> **WHAT THE EXERCISE ASKS**:
Reproduce every record below verbatim, omitting the pictures.

>> Begin EXERCISE DATA

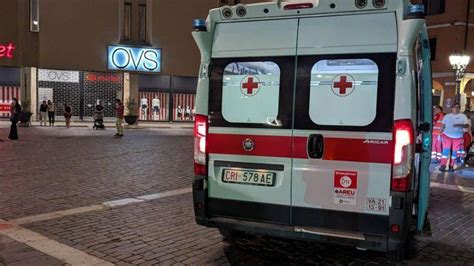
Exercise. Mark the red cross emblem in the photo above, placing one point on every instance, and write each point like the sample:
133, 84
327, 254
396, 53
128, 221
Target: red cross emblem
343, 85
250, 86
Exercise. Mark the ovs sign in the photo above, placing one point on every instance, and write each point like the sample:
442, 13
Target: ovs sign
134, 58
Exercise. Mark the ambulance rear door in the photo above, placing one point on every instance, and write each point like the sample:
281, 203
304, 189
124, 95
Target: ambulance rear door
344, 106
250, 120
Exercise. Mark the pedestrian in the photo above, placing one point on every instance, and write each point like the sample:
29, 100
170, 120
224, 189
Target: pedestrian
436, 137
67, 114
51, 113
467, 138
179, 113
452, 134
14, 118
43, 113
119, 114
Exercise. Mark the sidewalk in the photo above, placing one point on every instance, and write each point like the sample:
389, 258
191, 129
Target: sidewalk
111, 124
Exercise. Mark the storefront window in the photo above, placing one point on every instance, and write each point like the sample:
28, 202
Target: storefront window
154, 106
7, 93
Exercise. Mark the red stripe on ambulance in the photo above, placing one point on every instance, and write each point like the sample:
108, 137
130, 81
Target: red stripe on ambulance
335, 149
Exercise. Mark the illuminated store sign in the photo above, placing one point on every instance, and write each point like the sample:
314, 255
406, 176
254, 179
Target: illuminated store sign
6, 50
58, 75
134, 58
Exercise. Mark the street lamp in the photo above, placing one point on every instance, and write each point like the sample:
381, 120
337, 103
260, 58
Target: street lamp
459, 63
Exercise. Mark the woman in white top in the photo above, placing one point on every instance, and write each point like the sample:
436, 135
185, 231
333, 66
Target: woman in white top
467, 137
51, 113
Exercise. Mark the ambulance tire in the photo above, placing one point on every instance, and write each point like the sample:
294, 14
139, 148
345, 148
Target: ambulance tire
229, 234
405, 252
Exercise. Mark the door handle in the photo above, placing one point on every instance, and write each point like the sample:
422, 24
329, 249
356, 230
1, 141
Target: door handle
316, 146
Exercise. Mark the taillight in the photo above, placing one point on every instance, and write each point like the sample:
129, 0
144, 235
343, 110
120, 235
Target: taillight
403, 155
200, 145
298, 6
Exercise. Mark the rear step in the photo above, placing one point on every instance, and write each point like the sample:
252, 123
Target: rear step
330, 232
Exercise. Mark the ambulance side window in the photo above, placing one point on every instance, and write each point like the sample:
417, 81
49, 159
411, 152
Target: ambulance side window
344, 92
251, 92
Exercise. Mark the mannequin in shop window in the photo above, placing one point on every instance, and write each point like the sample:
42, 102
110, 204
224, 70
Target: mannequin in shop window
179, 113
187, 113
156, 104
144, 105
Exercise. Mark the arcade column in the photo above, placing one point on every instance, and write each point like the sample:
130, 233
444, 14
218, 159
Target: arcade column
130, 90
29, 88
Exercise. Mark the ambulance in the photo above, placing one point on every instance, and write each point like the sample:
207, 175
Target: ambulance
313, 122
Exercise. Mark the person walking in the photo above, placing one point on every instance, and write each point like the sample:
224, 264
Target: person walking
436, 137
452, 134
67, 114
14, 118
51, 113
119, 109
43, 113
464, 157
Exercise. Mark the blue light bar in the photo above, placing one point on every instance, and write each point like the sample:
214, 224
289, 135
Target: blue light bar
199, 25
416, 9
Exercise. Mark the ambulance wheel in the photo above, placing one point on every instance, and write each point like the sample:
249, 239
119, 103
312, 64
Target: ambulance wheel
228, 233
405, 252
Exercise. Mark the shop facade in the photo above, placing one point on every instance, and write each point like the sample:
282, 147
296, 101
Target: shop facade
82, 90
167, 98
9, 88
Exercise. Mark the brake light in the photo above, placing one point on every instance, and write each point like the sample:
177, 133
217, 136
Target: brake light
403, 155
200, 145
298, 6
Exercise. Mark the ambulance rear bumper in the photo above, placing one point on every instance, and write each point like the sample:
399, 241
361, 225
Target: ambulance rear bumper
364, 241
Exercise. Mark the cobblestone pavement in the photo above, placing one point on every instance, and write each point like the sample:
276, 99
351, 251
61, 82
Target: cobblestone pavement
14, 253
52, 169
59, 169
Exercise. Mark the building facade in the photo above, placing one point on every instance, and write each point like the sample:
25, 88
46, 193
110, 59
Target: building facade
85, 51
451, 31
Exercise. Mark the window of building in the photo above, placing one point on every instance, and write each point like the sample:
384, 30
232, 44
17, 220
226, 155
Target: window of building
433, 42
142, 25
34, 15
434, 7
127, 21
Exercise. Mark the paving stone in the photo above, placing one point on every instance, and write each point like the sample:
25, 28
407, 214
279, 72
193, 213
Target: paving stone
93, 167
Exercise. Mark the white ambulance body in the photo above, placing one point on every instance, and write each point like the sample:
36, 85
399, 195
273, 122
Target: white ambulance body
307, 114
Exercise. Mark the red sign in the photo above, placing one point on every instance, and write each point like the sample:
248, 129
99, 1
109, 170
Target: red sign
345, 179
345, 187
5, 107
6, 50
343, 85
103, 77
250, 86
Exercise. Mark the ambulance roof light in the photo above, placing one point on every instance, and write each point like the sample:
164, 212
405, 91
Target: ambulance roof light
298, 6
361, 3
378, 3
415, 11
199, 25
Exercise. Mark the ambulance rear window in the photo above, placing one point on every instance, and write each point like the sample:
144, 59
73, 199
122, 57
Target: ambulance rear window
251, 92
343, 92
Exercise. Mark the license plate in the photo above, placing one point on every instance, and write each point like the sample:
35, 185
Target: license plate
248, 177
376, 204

>> End EXERCISE DATA

> **ANSWER TO THE TASK**:
Exercise. Mark the red cross emblem in the photo above, placing one point on every instance, and write each point like the sample:
133, 84
327, 254
396, 53
128, 221
Target: red cross emblem
343, 85
250, 86
Exercise. Mark the ovs sign in the photo above, placing one point on every instance, and write each point like the sample:
442, 13
Target: ovs sign
134, 58
Exercise. Mark the ambulance rear door in the photo above, placing one point on every instance, and write each point like the sample:
281, 203
304, 189
124, 95
Target: ambulance rear door
344, 106
250, 120
Exercise. Mark the pedestrian in the photo above, placing one point on every instance, and write each point like the sample:
29, 100
170, 120
224, 189
Target: pedestrian
436, 137
67, 114
51, 113
467, 138
179, 113
452, 134
14, 118
43, 113
119, 114
Exercise. Mark the sidewalk in the photo above, placing one point on every instance, and write each point like the sample:
389, 258
191, 129
Target: sidewalk
111, 124
Exercise. Mark the storefront window in the photo above, placing one point on every instance, and write each point like the sample:
28, 202
Target: storefront window
154, 106
7, 93
Exercise. Mark the red stripe on ambulance in the photo above, placing one point on every instance, and write each point like the sample:
108, 137
130, 81
Target: red stripe on ambulance
335, 149
Exercise. Mark the illuminated store sign in the photo above, placing one point on every instance, and write each point like the sample:
314, 255
406, 176
254, 179
Target: illuminated store sign
6, 50
58, 75
134, 58
Exercise. Mark the street lamp in the photo above, placing one point on every instance, and write each point like the sample:
381, 120
337, 103
260, 58
Target: street lamp
459, 63
Exercise. Mark the woman in white top in the photo above, placing one point on every instance, and write each point like the sample:
436, 135
185, 231
333, 66
Target: woman in white top
467, 137
51, 113
Exercise. Mark the ambulance tire in the photo above, placing one point on every instance, and write each point like the sample:
294, 14
139, 148
345, 148
Target: ambulance tire
229, 234
405, 252
Exercise. Mark the door handle in the photo above, placing one point on every instance, and write each point like the sample:
422, 24
329, 249
356, 230
1, 141
Target: door handle
316, 146
Exercise. Mark the taillight in the photo above, placing one point on every instance, and write each point like the sample:
129, 0
144, 235
343, 110
120, 235
Target: taillight
403, 155
200, 145
298, 6
Exercise. Mark the rear step in the photo above, placing one point on every instance, and write each point like the sample:
252, 123
Target: rear step
330, 232
Exercise. Mark the ambulance side window in the photo above, placing one point on every instance, and write each point like the sample:
417, 81
49, 159
411, 152
Target: ambulance side window
344, 92
251, 92
Exercise. Mark the mannequin in shop window in the photo above, placing one point on every instance, and write each point like the sample:
42, 102
110, 204
224, 70
Target: mannequin in shop window
179, 113
187, 113
156, 104
144, 105
Exercise. Mark the arcade column in the photo above, placing one point on every instance, and write each point like the sample:
130, 233
444, 14
218, 159
Target: arcade column
130, 90
29, 88
Exercise. Mark the ambulance in the photo above, placing one point on every instance, and write each point like the sample:
207, 175
Target: ambulance
313, 122
Exercise. Mark the person walking in the photo above, placing one point on every instance, and write each point like the sample:
224, 264
Target: person walking
436, 137
452, 134
67, 114
14, 118
51, 113
119, 109
43, 113
464, 157
Exercise. Mark the blue light bar in the photo above, placing one point on every instance, and write each point like the sample:
214, 224
289, 135
Target: blue light bar
199, 25
416, 9
Exercise. Mark the ambulance wheel in the photo above, placing one point on every instance, and write each point like the sample:
249, 239
119, 103
312, 64
Target: ambulance wheel
228, 233
405, 252
Exercise. Mark the shop facade in the photo above, placing one point on every instance, and write each point like the sample:
282, 147
296, 101
Target: shop facade
82, 90
167, 98
9, 88
Exercise. Mark the brake light in the photo above, placing one point on every instance, and write each point like the sample:
177, 133
217, 136
Target: brake light
403, 155
200, 145
298, 6
Exercise. Mark the ambulance rear bumper in the photo above, placing one point on every instance, and write each point like the sample:
399, 241
361, 225
Target: ambulance rear bumper
364, 241
Exercise. Mark the cobblestone pavement in the photo above, placing one point on every instance, and write each point like the sample:
276, 99
351, 251
61, 82
Target: cobblestone pavement
14, 253
52, 169
59, 169
Exercise. Mark the building facade in the photo above, placing one point on every instance, and write each point like the sample:
25, 88
46, 193
110, 59
Target: building facade
85, 51
451, 31
Exercise. Mark the window of building in the photo above, placing one point on every instance, and write each point like the sample:
384, 30
232, 44
17, 220
226, 155
Target: window of building
433, 42
142, 25
34, 15
434, 7
127, 21
Exercise. Mark the paving stone in the photo above, placing one point on every instance, and write each point like the sample:
25, 28
407, 214
279, 72
193, 213
Target: paving stone
93, 167
Exercise. Mark the white ambulance body in the photo above, placing one point on every instance, and write each point like the sample:
36, 85
399, 195
273, 122
Target: white ambulance body
307, 114
Exercise. Mark the red sign in the photo above, placing one point on every instance, and write each point like the sample:
248, 129
99, 1
109, 170
Target: red sign
345, 179
345, 187
5, 107
6, 50
343, 85
103, 77
250, 86
Exercise. Mark the ambulance roof light in the photo above, placing one point on every instance, and write each point like the sample:
164, 212
405, 91
Target: ambulance roof light
298, 6
361, 3
378, 3
415, 11
199, 25
Exercise. Mark the ambulance rear window in the photo above, placing one point on every instance, and write each point like the sample:
144, 59
73, 199
122, 57
Target: ambulance rear window
251, 92
343, 92
Exercise. Mark the license plate in the photo above, placing one point on every instance, and write each point like the sample:
35, 185
Target: license plate
248, 177
376, 204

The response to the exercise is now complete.